*** EXCERPT TO READ ***

I don't see why deprecation warnings should stop the train at all. I agree that they should be worked on with high priority, but why should they be treated as production errors?

That Wikimedia-deployed code was still using this hard deprecated code was identified on Saturday, once that identification was done, why did it have to rise all the way to a train blocker on Tuesday to get a revert?

I learned about the issue from Hoo on IRC at 17:30 on Monday. I immediately started work on a fix. On Tuesday, that fix got a couple of rounds of review, getting the tests right wasn't trivial. However, the urgency wasn't clear at all, I didn't hear from the Wikidata team all day.

It just pushes the problem onto someone else, by stopping their development and forcing them drop everything just to unbreak their repo

I was not aware this broke any tests in any repo - did it?

My understanding was that there are no automated tests for the cross-wiki case in Wikibase. Because there are no such tests, the issue did not show up in CI. (Not blaming anyone but myself - I originally wrote the cross-wiki reloading code in Wikibase, and then I rewrote it for RevisionStore).

***

§ **TASK SET**:
1. Output the part of the deprecation thread between "That Wikimedia-deployed code" and "repo - did it?", inclusive.
2. Recast the paragraph of the deprecation thread beginning "I learned about the issue from Hoo" as a short bulleted list that keeps its main facts.
3. According to the deprecation thread, why did the issue not show up in CI?
The lines below have no connection to the deprecation thread.

*** RECORD SET ***

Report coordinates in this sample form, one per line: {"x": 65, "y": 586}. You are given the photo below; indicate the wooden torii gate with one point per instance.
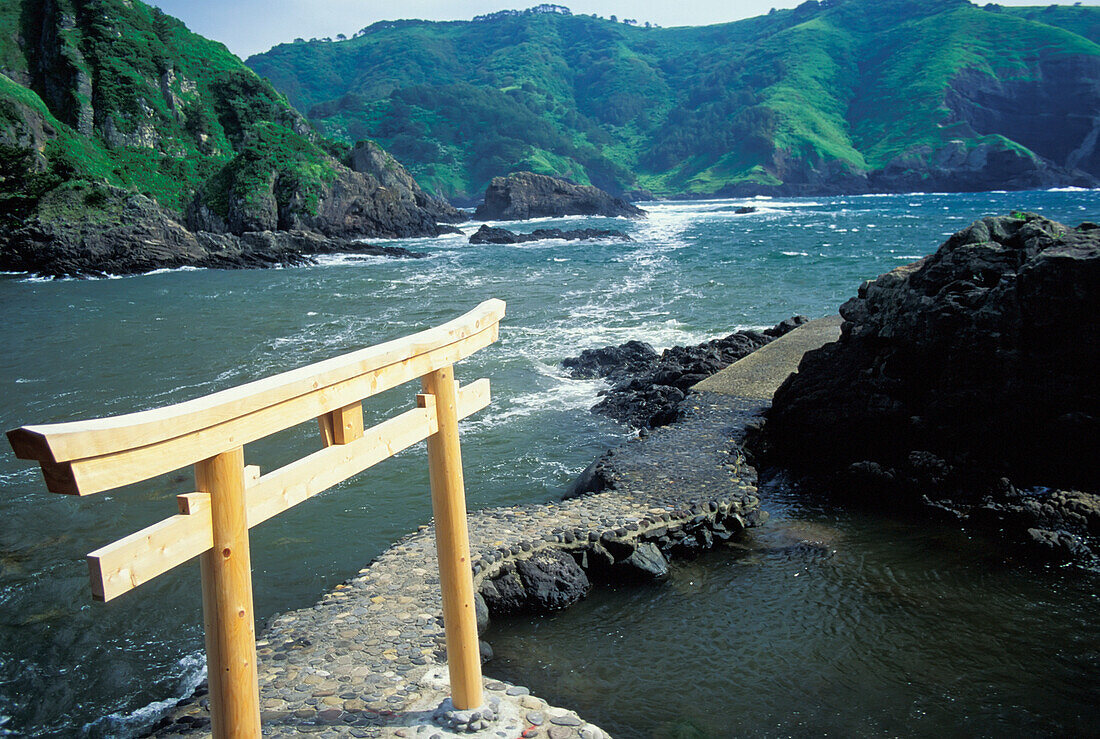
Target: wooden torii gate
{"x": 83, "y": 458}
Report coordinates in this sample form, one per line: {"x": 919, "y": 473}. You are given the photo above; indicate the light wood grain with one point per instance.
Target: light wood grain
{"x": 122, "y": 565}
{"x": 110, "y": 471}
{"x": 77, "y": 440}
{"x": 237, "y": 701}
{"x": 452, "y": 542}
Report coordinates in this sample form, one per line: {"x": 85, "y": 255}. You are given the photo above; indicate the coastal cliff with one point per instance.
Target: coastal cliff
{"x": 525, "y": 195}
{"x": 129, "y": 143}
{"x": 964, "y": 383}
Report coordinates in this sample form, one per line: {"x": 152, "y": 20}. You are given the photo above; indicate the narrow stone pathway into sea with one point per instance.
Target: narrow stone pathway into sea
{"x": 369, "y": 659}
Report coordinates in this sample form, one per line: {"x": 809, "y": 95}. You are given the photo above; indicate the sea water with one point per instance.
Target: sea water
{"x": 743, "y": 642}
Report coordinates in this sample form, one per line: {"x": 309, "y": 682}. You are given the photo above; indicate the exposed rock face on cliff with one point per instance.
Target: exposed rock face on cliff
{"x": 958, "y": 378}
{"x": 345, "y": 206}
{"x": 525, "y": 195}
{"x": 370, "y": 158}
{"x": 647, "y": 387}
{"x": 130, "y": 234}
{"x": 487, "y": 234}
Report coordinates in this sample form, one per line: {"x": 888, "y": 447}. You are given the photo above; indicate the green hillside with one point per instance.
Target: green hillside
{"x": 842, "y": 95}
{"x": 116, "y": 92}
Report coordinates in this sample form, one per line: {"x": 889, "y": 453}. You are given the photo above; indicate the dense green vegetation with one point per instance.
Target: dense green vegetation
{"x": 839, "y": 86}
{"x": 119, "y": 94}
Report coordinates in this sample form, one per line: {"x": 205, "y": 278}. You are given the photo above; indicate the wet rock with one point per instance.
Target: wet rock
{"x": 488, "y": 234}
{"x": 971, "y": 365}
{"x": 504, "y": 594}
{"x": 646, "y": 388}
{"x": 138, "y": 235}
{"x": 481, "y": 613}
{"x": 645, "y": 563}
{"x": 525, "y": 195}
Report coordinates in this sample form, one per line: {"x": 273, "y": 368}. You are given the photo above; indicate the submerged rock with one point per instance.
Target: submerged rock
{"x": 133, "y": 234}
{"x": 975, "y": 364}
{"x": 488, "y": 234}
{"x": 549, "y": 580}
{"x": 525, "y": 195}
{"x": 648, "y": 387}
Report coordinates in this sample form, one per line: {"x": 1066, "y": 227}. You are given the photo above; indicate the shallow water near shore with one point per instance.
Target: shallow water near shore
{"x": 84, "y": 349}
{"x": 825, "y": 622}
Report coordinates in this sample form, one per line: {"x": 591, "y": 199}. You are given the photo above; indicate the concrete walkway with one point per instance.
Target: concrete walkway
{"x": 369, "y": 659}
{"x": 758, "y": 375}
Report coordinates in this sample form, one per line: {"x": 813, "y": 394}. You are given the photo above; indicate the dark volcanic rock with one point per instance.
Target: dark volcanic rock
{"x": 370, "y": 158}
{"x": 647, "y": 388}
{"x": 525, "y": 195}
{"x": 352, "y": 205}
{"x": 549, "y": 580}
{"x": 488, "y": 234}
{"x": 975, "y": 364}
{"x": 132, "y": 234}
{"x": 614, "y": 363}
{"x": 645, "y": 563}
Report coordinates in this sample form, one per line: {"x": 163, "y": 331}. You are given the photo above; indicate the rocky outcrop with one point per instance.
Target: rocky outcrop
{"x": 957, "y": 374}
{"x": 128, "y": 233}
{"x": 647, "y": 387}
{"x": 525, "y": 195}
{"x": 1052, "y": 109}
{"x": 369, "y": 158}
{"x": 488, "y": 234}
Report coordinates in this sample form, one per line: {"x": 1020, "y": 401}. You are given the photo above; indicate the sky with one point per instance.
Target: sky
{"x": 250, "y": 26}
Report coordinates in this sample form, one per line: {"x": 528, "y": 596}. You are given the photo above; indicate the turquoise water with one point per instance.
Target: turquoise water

***

§ **SOLUTION SET**:
1.
That Wikimedia-deployed code was still using this hard deprecated code was identified on Saturday, once that identification was done, why did it have to rise all the way to a train blocker on Tuesday to get a revert?

I learned about the issue from Hoo on IRC at 17:30 on Monday. I immediately started work on a fix. On Tuesday, that fix got a couple of rounds of review, getting the tests right wasn't trivial. However, the urgency wasn't clear at all, I didn't hear from the Wikidata team all day.

It just pushes the problem onto someone else, by stopping their development and forcing them drop everything just to unbreak their repo

I was not aware this broke any tests in any repo - did it?

2.
- Hoo told the writer about the issue on IRC at 17:30 on Monday.
- The writer began work on a fix immediately.
- On Tuesday the fix went through a couple of rounds of review, and getting the tests right wasn't trivial.
- The urgency was unclear, and the Wikidata team was silent all day.

3. There are no automated tests for the cross-wiki case in Wikibase.